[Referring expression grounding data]

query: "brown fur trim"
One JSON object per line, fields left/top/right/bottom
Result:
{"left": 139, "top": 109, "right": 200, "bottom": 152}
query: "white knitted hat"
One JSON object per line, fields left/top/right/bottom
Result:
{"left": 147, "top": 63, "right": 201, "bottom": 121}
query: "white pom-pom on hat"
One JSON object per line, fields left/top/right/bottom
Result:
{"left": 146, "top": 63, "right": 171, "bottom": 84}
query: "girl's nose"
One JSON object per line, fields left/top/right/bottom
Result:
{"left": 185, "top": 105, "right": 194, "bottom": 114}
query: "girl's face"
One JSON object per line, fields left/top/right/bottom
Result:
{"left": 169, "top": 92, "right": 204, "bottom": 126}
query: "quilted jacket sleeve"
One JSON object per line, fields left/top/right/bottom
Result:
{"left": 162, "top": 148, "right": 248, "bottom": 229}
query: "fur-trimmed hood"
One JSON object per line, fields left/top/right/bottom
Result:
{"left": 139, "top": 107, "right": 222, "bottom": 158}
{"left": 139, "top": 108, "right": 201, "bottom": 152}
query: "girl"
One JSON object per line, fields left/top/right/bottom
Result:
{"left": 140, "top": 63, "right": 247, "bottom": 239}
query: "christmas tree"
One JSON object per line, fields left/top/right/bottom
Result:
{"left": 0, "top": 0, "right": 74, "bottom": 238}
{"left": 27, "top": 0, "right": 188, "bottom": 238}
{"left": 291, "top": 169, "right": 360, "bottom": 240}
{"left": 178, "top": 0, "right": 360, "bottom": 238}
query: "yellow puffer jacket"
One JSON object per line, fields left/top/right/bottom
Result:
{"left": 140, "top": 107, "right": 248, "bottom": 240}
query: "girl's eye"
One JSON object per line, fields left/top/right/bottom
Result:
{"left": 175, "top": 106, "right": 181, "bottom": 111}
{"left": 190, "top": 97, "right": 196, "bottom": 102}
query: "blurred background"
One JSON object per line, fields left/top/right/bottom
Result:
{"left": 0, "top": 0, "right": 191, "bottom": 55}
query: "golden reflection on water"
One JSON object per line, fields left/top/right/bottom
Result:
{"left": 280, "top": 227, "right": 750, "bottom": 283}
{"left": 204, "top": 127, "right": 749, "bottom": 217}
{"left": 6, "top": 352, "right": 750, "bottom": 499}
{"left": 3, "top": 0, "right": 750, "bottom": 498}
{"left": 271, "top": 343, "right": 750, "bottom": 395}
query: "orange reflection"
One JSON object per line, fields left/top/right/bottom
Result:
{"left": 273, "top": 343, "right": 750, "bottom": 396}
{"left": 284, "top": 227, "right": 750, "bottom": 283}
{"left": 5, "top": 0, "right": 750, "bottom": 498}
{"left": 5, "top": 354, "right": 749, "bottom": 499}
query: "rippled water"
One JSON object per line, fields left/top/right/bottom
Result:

▸ **Task brief**: Go through the entries above, and wherever a line holds the word "jacket", copy that line.

▸ **Response below**:
query: "quilted jacket sleeve"
query: "yellow puffer jacket"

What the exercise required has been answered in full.